Information shown:
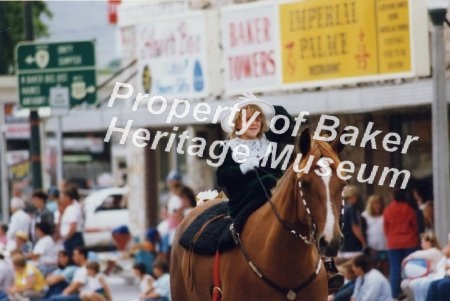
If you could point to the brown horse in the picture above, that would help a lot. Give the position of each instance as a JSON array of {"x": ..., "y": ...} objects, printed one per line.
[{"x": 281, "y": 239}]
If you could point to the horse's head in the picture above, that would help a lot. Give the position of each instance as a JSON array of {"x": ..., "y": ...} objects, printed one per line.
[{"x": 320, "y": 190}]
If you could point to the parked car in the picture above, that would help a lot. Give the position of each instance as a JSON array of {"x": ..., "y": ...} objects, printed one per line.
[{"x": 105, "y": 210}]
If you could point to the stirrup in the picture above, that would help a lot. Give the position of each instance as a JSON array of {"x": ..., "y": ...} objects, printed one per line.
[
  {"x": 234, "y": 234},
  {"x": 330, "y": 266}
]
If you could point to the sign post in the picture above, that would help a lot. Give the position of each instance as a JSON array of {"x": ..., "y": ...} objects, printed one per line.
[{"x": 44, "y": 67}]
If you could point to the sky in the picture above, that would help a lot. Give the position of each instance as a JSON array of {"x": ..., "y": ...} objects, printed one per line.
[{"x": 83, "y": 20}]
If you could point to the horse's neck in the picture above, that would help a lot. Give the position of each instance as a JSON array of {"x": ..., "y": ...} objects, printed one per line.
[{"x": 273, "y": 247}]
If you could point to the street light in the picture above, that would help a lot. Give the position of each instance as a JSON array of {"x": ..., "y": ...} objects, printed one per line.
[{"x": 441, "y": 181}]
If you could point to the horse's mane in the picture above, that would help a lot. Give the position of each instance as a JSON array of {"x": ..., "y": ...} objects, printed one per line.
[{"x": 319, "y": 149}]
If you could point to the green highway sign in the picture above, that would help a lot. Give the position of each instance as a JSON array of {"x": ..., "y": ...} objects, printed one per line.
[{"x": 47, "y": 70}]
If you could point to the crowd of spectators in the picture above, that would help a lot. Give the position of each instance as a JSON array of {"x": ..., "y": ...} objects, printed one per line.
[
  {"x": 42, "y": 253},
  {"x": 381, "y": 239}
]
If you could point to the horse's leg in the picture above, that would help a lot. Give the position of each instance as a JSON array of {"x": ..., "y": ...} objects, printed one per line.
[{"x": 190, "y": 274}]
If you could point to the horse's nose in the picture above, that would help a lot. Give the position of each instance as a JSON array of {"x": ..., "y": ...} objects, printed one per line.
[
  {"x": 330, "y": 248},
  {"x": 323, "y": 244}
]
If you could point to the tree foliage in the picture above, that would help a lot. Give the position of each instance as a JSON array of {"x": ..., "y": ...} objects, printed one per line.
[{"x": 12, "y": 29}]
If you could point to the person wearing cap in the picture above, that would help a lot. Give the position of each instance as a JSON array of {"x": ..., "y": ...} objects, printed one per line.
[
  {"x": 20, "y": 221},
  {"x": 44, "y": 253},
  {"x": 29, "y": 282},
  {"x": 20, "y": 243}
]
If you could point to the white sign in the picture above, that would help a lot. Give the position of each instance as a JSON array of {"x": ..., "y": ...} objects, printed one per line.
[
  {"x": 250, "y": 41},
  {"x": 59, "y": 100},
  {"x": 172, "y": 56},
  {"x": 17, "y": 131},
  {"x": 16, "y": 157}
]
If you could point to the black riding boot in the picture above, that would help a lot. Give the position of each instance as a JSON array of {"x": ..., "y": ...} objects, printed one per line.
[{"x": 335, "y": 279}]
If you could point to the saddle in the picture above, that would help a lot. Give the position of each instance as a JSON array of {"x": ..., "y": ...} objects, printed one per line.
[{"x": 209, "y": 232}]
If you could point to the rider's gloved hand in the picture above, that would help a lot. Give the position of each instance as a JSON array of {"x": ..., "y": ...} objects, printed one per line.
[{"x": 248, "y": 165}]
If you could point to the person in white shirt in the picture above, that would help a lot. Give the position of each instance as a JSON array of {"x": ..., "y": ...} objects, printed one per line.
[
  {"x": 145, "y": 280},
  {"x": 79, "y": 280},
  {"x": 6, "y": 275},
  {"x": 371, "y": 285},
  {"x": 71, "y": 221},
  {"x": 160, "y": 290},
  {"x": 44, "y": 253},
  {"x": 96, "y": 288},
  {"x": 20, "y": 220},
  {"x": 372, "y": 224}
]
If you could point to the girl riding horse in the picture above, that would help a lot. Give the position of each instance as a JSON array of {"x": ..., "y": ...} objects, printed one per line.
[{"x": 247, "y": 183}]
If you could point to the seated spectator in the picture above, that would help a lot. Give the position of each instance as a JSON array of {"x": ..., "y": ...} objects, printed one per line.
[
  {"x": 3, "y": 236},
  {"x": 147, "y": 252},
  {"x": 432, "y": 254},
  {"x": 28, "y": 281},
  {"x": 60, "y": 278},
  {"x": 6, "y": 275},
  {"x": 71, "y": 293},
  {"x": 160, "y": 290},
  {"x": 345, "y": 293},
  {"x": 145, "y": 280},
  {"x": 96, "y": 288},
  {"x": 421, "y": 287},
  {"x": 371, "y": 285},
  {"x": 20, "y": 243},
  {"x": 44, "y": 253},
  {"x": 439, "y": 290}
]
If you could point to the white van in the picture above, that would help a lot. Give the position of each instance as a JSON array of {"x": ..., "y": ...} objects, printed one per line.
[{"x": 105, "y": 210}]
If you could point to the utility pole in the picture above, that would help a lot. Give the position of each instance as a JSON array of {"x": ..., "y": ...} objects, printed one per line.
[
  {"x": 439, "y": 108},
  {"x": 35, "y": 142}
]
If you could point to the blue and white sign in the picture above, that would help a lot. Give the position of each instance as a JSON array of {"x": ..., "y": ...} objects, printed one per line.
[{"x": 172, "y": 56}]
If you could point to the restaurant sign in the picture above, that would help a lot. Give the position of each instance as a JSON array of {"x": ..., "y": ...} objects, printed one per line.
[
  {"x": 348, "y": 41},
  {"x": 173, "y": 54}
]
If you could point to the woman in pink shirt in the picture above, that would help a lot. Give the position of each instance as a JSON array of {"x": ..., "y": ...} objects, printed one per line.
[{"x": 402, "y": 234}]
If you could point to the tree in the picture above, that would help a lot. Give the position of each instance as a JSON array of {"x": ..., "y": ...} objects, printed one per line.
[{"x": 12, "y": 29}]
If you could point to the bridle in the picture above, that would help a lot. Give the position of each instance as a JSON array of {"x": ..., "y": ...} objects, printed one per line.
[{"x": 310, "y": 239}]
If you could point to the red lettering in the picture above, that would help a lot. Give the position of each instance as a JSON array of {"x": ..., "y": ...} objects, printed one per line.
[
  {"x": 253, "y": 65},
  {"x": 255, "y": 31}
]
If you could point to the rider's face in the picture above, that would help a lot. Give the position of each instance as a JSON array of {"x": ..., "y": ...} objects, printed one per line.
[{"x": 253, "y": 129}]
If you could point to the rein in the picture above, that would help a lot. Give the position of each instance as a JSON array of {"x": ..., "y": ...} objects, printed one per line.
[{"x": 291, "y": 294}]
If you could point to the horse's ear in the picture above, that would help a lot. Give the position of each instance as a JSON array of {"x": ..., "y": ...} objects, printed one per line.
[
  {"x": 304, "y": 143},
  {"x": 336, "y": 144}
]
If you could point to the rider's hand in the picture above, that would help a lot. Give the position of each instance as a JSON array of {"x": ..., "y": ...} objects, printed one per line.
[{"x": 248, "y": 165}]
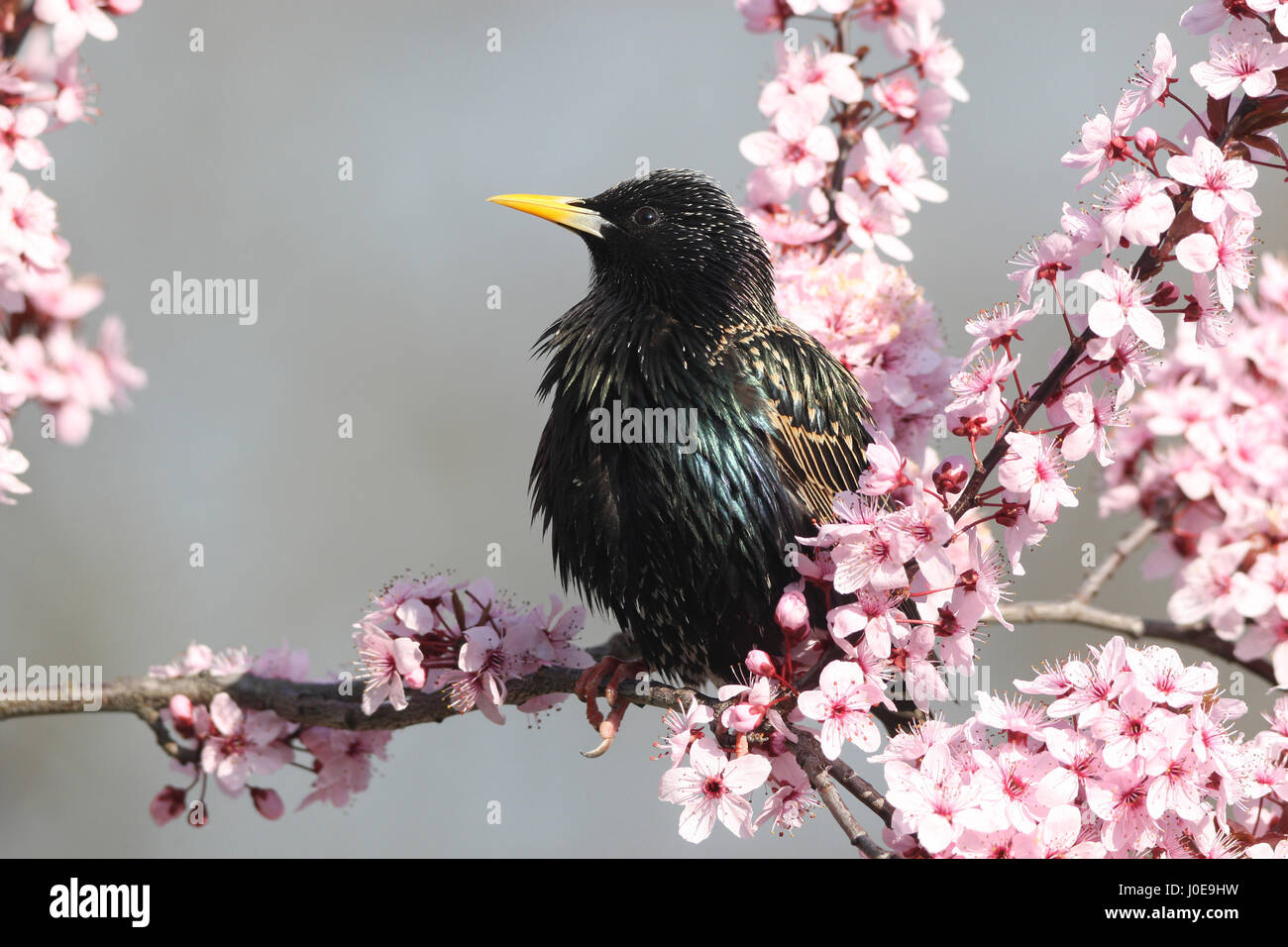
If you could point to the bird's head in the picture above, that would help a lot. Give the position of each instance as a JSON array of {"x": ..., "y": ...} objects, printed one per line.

What needs to be done: Your copy should hold every record word for word and none of the pictures.

Solution to this problem:
If you could point to the brown horse in the picture above, that would help a lot. Give the position of each instance as a JSON array of {"x": ..., "y": ...} objects, printed one per line.
[{"x": 281, "y": 239}]
If you could point to the horse's head in the picture above, that would help a lot. Give the position of each instance as a JSON array of {"x": ..., "y": ...} objects, printed one per line.
[{"x": 320, "y": 190}]
If you could point to the parked car in the picture above, that would help a lot. Give the position of each instance as a JSON array of {"x": ..., "y": ...} objects, printed one per line.
[{"x": 105, "y": 210}]
If you could point to the stirrup in the picture above, that would help a lot. Give the position of each instance as a JSON array of {"x": ..., "y": ...} objects, printed one per line.
[
  {"x": 234, "y": 234},
  {"x": 330, "y": 266}
]
If you could point to the sign post in the picture above, that would help a lot. Give the position of each instance as a JSON array of {"x": ..., "y": ...} objects, printed one per line.
[{"x": 44, "y": 67}]
If you could point to the sky in the picture above, that would help a lot. Give the position of each instance as a JSON array of {"x": ..., "y": ...} objects, printed one per line.
[{"x": 83, "y": 20}]
If you could point to the horse's neck in the picture above, that would help a lot. Give the position of each instance as a JSON array of {"x": ..., "y": ...} objects, printed one per line.
[{"x": 273, "y": 247}]
If you could point to the street light in the picture above, that would help a lot. Give the position of each instance as a JSON array of {"x": ..., "y": ...} objects, printed one per line.
[{"x": 441, "y": 181}]
If you could point to the horse's mane in the picture above, that would help a lot. Give the position of each instance as a JSON array of {"x": ..., "y": ...} objects, printed one per line.
[{"x": 319, "y": 149}]
If you could point to the green highway sign in the picture above, that would help a lot. Give the position of each instance as a JSON array of {"x": ..., "y": ...} objects, printed one per line.
[{"x": 47, "y": 70}]
If you could point to the crowd of spectators in the picture above, that would help a lot. Give the position of each instance as a JSON array of {"x": ..., "y": ...} objects, printed one per line.
[
  {"x": 42, "y": 253},
  {"x": 381, "y": 239}
]
If you could point to the horse's leg in the picture above, that would help a lot. Give the position of each instance as a JSON array of {"x": ..., "y": ...} objects, printed one per line.
[{"x": 190, "y": 274}]
If you could point to the horse's nose in the picture above, that would help a lot. Give the position of each instance as a JSON array of {"x": ..., "y": ...} objects, printed one per line.
[
  {"x": 330, "y": 248},
  {"x": 323, "y": 244}
]
If you could point to the tree foliage in the picture above, that would help a lot. Give the position of each instance as a JSON array of {"x": ..., "y": ...} objects, printed one per line.
[{"x": 12, "y": 29}]
If you could point to the person wearing cap in the picture above, that would help a lot. Give the position of each instance as a JSON array of {"x": ..., "y": ...} objects, printed one per line.
[
  {"x": 20, "y": 221},
  {"x": 44, "y": 253},
  {"x": 29, "y": 282},
  {"x": 20, "y": 243}
]
If you could point to the white sign in the picture above, that would help a lot. Give the position of each instance as a JSON array of {"x": ..., "y": ...} objects, printed one per line.
[
  {"x": 250, "y": 41},
  {"x": 59, "y": 100},
  {"x": 172, "y": 56},
  {"x": 17, "y": 131},
  {"x": 16, "y": 157}
]
If you could point to the black riding boot in the picture above, that would help a lot. Give the position of each instance as a JSON array of {"x": ..., "y": ...} objects, printed one per line.
[{"x": 335, "y": 279}]
If you could point to the saddle in the picture above, that would help a lot. Give the position of each instance as a JSON array of {"x": ..., "y": ...} objects, printed one per line.
[{"x": 209, "y": 232}]
If you could point to the rider's gloved hand in the picture above, that would help a lot. Give the position of each instance as a JSON array of {"x": ..., "y": ...} objects, printed one per line.
[{"x": 248, "y": 165}]
If you could point to the person in white shirt in the picture above, that would help a lot. Give the position of each instance as a JSON array of {"x": ..., "y": ...} objects, printed one per line.
[
  {"x": 145, "y": 280},
  {"x": 79, "y": 280},
  {"x": 6, "y": 275},
  {"x": 371, "y": 285},
  {"x": 71, "y": 221},
  {"x": 160, "y": 290},
  {"x": 44, "y": 253},
  {"x": 96, "y": 288},
  {"x": 20, "y": 220},
  {"x": 372, "y": 224}
]
If you could point to the girl riding horse in the picture above, that would help a lot. Give the position of each instance as a JSON array of {"x": ..., "y": ...} objects, printed one per line.
[{"x": 247, "y": 183}]
If you could point to the seated spectator in the picture above, that would help a lot. Give the position of each instance as a JSON array of {"x": ..., "y": ...} objects, printed one per line.
[
  {"x": 3, "y": 236},
  {"x": 147, "y": 252},
  {"x": 432, "y": 254},
  {"x": 28, "y": 281},
  {"x": 60, "y": 278},
  {"x": 6, "y": 275},
  {"x": 71, "y": 293},
  {"x": 160, "y": 290},
  {"x": 345, "y": 293},
  {"x": 145, "y": 280},
  {"x": 96, "y": 288},
  {"x": 421, "y": 287},
  {"x": 371, "y": 285},
  {"x": 20, "y": 243},
  {"x": 44, "y": 253},
  {"x": 439, "y": 290}
]
If you could point to the white van in the picture above, that would help a lot. Give the position of each instance as a JSON array of {"x": ..., "y": ...} objects, printed one per line.
[{"x": 105, "y": 210}]
If you could point to the utility pole in the picture above, that would help a lot. Give the position of each instance as a JSON array of {"x": ..., "y": ...} objects, printed one per line.
[
  {"x": 439, "y": 108},
  {"x": 35, "y": 142}
]
If you could point to the blue and white sign in the picture above, that would help a lot. Give the position of each instance as a JSON array of {"x": ..., "y": ...} objects, printed one per line.
[{"x": 172, "y": 56}]
If you could point to the restaurant sign in the picture above, that would help a lot. Give the position of each instance as a JSON array of {"x": ..., "y": ...} objects, printed one per line.
[
  {"x": 348, "y": 41},
  {"x": 173, "y": 54}
]
If you could point to the woman in pink shirt in the picture above, that would help a lot. Give the position of each instance as a JSON array of {"x": ..., "y": ...} objects, printed one per line.
[{"x": 402, "y": 234}]
If you could point to the tree in the picture above, that would help a lot. Give the position of each instance as a JSON array of {"x": ..., "y": ...} objects, printed one per line.
[{"x": 12, "y": 29}]
If you could point to the bridle in the picture above, that would help a lot. Give the position of each instance as a JSON array of {"x": ..., "y": ...} objects, printed one per line.
[{"x": 310, "y": 239}]
If you could point to the red lettering in the picture above, that would help a lot. Give the position of each instance as a JSON array of {"x": ..., "y": ...} objects, printed one per line.
[
  {"x": 253, "y": 65},
  {"x": 255, "y": 31}
]
If you could point to the rider's face in the picture above, that would help a lot. Give the position of each instance as a JSON array of {"x": ..., "y": ...} objects, printed one per line.
[{"x": 253, "y": 129}]
If you could point to the rein in the picture above, that would help a lot. Give the position of each instance as a JSON array of {"x": ..., "y": ...} objects, printed one per line.
[{"x": 291, "y": 294}]
If you could point to the horse's ear in the picture above, that would help a lot. Give the position of each instance as a JSON array of {"x": ..., "y": ...} objects, printed one per line.
[
  {"x": 304, "y": 143},
  {"x": 336, "y": 144}
]
If you could point to the rider's hand in the picture above, that would help a lot. Give the position of each instance as a JSON array of {"x": ..., "y": ...} objects, printed one per line.
[{"x": 248, "y": 165}]
If you could point to the bird's head in the picture above, that would help a lot. Give the position of each instance as a JSON array of {"x": ..., "y": ...} objects, printed one per line.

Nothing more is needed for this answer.